═══ Text provided
Erin Orr (New York, NY)
The Savage Nursery is a mysterious fairy tale of a bird woman raising her young fledglings, her lone defiant brattling, and the pack of feral children who collect at the foot of her nursery. It is the story of how identity is shaped and revealed by hunger, cruelty, and resilience in the face of lost love. Told with music and sounds instead of text, the piece uses rod, hand, shadow, and bunraku style puppets.

Scott Hitz (New York, NY)
Ursa Major: The Voice of the Bear uses stories about bears and humans from around the world to help us better understand ourselves, the environment around us, and our role within it. The tales are from China, Russia, Greece, Scandinavia, and Native America, and each story is told through styles of puppetry and music that reflect the region from which it is drawn.

LOCO 7 (New York, NY)
Yurupari, anepic ballet and life size puppet creation, is a combination of puppetry, dance, acrobatics and video framed in the world of the indigenous Ticunas tribe of artist Federico Restrepo’s native Colombia. Set in the jungles of the Amazon, the piece recounts the Yurupari rite through which a young man embarks on a spiritual and physical journey to become an adult.
══════
═══ Data section
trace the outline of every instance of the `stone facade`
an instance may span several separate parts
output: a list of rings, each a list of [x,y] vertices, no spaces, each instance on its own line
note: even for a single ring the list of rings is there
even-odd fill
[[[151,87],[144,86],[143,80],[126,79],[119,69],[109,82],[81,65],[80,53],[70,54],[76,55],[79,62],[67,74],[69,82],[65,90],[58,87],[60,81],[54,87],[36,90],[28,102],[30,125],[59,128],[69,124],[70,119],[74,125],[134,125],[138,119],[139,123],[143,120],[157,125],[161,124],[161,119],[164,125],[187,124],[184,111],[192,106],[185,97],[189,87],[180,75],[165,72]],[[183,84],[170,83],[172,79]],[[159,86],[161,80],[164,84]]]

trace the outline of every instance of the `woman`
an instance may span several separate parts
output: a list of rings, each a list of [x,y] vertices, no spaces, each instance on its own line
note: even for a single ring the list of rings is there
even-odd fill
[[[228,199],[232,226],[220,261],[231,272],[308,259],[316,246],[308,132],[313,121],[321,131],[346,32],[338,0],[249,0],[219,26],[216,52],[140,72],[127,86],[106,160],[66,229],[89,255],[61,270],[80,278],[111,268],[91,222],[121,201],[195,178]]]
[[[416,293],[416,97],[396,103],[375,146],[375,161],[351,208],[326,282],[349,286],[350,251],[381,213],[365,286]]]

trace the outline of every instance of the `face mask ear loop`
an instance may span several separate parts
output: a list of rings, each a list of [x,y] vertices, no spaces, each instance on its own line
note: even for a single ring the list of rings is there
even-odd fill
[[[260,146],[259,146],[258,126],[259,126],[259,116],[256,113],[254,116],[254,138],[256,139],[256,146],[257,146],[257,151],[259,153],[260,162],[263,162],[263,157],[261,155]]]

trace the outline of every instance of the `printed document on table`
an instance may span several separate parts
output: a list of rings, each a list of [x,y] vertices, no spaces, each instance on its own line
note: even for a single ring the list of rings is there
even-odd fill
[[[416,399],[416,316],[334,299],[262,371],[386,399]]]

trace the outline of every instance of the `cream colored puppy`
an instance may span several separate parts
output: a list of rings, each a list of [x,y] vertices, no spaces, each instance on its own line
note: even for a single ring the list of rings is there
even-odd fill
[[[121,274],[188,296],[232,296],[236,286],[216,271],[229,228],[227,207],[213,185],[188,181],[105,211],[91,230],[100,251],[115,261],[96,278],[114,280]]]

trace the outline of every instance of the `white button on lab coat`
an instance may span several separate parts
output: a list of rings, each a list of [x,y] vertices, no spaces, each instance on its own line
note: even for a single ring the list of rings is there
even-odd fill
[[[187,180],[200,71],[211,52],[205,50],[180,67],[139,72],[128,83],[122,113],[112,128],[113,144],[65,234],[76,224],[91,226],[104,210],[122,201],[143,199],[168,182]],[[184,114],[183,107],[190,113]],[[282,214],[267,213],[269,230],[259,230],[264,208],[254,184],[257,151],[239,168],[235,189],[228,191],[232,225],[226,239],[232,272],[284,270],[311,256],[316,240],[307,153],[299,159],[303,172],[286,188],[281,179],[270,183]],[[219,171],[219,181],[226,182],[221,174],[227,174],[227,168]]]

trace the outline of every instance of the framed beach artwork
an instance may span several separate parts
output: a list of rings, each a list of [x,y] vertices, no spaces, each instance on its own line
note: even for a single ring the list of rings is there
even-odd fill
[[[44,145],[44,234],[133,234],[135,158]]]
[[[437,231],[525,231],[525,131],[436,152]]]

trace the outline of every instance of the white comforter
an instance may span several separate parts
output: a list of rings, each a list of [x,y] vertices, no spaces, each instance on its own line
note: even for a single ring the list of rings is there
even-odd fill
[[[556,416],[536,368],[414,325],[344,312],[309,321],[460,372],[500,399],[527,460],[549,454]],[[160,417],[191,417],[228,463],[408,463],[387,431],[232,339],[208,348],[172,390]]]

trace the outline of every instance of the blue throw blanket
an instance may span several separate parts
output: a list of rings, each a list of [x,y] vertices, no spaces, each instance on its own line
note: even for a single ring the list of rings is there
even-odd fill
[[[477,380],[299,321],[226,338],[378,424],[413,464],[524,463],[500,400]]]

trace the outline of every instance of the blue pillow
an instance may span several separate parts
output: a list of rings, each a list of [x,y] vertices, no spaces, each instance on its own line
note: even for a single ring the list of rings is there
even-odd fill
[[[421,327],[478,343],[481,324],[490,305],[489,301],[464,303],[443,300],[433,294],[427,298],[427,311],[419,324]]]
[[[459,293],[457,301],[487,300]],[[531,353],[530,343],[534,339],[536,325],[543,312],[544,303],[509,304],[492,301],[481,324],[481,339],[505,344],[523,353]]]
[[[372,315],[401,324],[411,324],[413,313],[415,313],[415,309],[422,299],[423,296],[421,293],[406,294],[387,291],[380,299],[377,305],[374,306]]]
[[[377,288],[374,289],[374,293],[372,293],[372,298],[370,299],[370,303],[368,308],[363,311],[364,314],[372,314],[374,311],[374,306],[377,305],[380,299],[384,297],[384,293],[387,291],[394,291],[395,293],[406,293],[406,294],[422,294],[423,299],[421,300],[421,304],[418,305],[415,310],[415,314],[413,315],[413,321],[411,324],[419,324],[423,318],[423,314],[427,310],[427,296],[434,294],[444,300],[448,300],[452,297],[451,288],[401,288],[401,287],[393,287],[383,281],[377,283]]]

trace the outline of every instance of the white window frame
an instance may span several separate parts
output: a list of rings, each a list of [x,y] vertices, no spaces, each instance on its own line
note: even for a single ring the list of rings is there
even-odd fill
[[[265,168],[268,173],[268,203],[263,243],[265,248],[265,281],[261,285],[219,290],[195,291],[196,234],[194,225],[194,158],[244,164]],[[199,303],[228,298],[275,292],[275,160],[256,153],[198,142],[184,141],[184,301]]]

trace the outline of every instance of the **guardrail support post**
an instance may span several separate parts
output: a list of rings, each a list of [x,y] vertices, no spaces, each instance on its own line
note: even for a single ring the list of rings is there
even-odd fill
══════
#### Activity 1
Name every style of puppet that the puppet theater descriptions say The Savage Nursery uses.
#### Activity 2
According to the puppet theater descriptions, where is Yurupari set?
#### Activity 3
Pick up the puppet theater descriptions after their final sentence and continue them.

#### Your response 1
Rod, hand, shadow, and bunraku style puppets.

#### Your response 2
In the jungles of the Amazon.

#### Your response 3
Mother Puppet Theater (Los Angeles, CA)
Bari Gongju,created by dollmaker Eum Jeoung Ae, director/puppeteer Andrew Kim, and puppeteer Beth Peterson, tells the ancient Korean story of Princess Bari who, though abandoned as a child, travels to the land of the dead to find the water of life for her dying parents. The work features puppets and masks of many sizes and forms and a live ensemble of traditional Korean musicians.

The Bacon/Mingus Triptych
by Eric Novak
Photo by Richard Termine

Eric Novak (New York, NY)
The Bacon/Mingus Triptych is a full length piece composed of three vignettes inspired by the paintings of Francis Bacon and the music of Charles Mingus. Both artists addressed issues of isolation and art, and violence in society, sex, and biology. These themes are expressed in the piece through music and movement, utilizing shadow puppetry and a modified Bunraku style.

Pamella O’Connor (Asheville, NC)
The Anatomy of Melancholy is based on Robert Burton’s 1621 compendium of all things melancholy, along with their causes, symptoms, and cures. Using passages from the anthology as an introduction, the piece explores contemporary and universal instances of the emotion. Puppeteer/actors interact with puppets and objects of various styles and scales on an abstract and constantly changing set.

Other Hand Productions (Portland, OR)
On the Seashore recounts the remarkable life of Mary Anning, a working class woman in Victorian England whose collection of fossils made her a leading figure in the emerging field of paleontology. The world of fossils appears through shadow with rear-screen projection and moving light sources, and full-figured table-top style puppets represent Mary Anning, her dog, and other characters.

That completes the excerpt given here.